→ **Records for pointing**

..............................

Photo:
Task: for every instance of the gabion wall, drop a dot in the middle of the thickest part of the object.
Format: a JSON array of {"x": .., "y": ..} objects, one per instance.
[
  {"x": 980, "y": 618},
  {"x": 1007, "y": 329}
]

..............................

→ **Stated problem**
Retype all of the records above character for character.

→ **Answer**
Photo:
Task: for every instance of the gabion wall, drop a dot in the middle of the thickest part of the object.
Format: a JSON array of {"x": .., "y": ..} objects, one per instance.
[
  {"x": 980, "y": 618},
  {"x": 1007, "y": 329}
]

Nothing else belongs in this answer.